* DATA SECTION:
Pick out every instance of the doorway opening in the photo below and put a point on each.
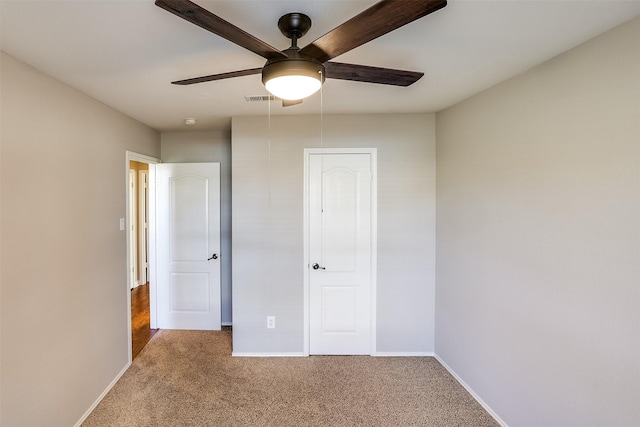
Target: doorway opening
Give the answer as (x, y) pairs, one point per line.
(140, 220)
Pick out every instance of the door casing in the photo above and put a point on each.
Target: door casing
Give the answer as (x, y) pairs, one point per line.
(374, 237)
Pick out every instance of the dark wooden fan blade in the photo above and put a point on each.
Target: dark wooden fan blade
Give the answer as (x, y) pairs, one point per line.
(221, 76)
(381, 18)
(289, 103)
(363, 73)
(193, 13)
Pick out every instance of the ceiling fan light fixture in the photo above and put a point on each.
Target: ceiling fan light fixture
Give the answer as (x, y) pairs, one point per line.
(293, 79)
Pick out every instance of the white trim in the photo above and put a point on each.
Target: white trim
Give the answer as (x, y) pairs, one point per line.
(404, 354)
(373, 152)
(293, 354)
(102, 395)
(143, 226)
(471, 392)
(129, 156)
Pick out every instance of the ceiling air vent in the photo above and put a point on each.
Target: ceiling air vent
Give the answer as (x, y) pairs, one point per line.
(260, 98)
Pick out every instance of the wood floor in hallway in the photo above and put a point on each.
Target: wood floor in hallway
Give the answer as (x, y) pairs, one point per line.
(141, 331)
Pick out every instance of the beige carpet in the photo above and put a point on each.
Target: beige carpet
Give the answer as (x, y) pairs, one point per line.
(188, 378)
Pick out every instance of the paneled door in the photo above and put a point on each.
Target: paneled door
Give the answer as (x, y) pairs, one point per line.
(340, 197)
(188, 245)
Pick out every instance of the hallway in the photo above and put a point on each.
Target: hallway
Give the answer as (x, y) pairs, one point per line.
(141, 332)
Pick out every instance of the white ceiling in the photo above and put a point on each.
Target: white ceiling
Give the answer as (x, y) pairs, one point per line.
(125, 53)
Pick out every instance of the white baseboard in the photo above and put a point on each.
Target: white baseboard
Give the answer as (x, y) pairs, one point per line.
(104, 393)
(473, 393)
(293, 354)
(403, 354)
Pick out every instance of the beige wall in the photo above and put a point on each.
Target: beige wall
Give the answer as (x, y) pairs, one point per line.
(267, 196)
(214, 146)
(64, 279)
(538, 247)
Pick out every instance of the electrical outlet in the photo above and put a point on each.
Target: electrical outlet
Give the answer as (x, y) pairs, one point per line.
(271, 322)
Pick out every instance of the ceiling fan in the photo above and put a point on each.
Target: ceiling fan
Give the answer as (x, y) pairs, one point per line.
(295, 73)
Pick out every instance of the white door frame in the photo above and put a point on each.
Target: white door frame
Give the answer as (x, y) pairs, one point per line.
(132, 228)
(143, 226)
(374, 236)
(129, 156)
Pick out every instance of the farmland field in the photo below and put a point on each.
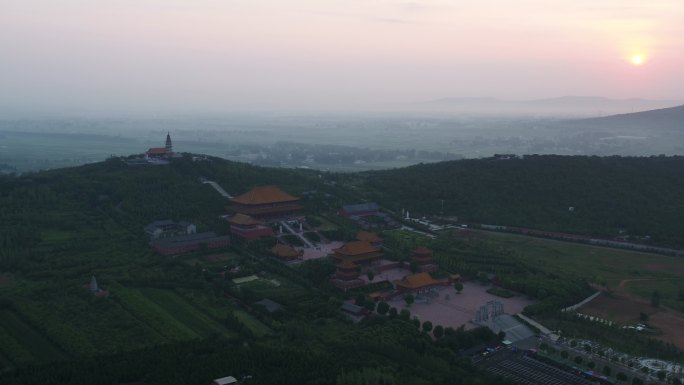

* EXERCISE PROMPT:
Everything in the listing is to be returned word for word, except the pictures.

* SOLVED EXERCISE:
Pick out every instance of the doorway opening in the photo below and put a point on each.
Target: doorway opening
Give the answer as (x, y) pairs, one point per line.
(140, 220)
Pick out every instance of the door casing in the photo above and put a point on each.
Target: door casing
Give the answer as (x, y) pairs, one point per line.
(374, 237)
Pick out every instance of the dark wooden fan blade in the photo above and put a point on each.
Target: dark wooden fan blade
Give the answer as (x, y) pairs, one point per line.
(221, 76)
(381, 18)
(289, 103)
(363, 73)
(193, 13)
Pick out every instance of the ceiling fan light fixture in the photo above and put a point on each.
Target: ceiling fan light fixture
Give the answer as (x, y) pairs, one point per line.
(293, 79)
Pick out every instance of the white trim in the photo above and put a point on each.
Target: white trim
Give the answer as (x, y) pairs, one point per line.
(404, 354)
(373, 152)
(293, 354)
(102, 395)
(143, 226)
(471, 392)
(129, 156)
Pick out every instance of the ceiling air vent in the photo above and put a point on each.
Target: ceiling air vent
Give the answer as (x, y) pairs, one point per line.
(260, 98)
Pick out every instance of the wood floor in hallway in the photo above and put a point on each.
Target: wood floor in hallway
Give the answer as (x, y) pairs, one point per line.
(141, 331)
Pick out every instance of the beige carpet in the photo above and put a point on each.
Target: beige carpet
Give the answer as (x, y) pairs, one point per line.
(188, 378)
Pick out every instance of the paneled door in the photo above and put a point on each.
Target: paneled door
Give the answer as (x, y) pairs, one point per line.
(340, 197)
(188, 245)
Pick out every instance of the hallway in the photo above and put a point on each.
Target: hallway
Give the answer as (x, y) pairs, one point per line.
(141, 332)
Pick out every instance of the white ceiling in the photo above and put a point on each.
Target: white ceiling
Give the answer as (x, y) pairs, one point per line.
(125, 53)
Pick out every instance of the white baseboard in the photo above and put a point on each.
Target: white baseboard
Give the answer as (x, y) pairs, one point per line.
(104, 393)
(473, 393)
(293, 354)
(403, 354)
Pick out every instance of the beige wall in the photo above and put a point on each.
Target: beige wall
Give the answer as (x, y) pairs, one point per line.
(267, 196)
(214, 146)
(64, 279)
(538, 247)
Pick out every instance of the electrical outlet in the photo above and put a point on each.
Target: electrical outlet
Give the answer as (x, y) pairs, one point per line.
(271, 322)
Pick out every instance of the ceiling fan in the photo above and put a point on each.
Target: ceiling fan
Give the answer as (x, y) pairs, one point per line.
(295, 73)
Pick out every instance of the white door frame in the photo above and put a point on each.
Target: white door frame
Give the answer as (x, y) pairs, one point per line.
(132, 228)
(143, 226)
(374, 236)
(129, 156)
Pick out every instance of the farmland field in the photo below and put a point on each.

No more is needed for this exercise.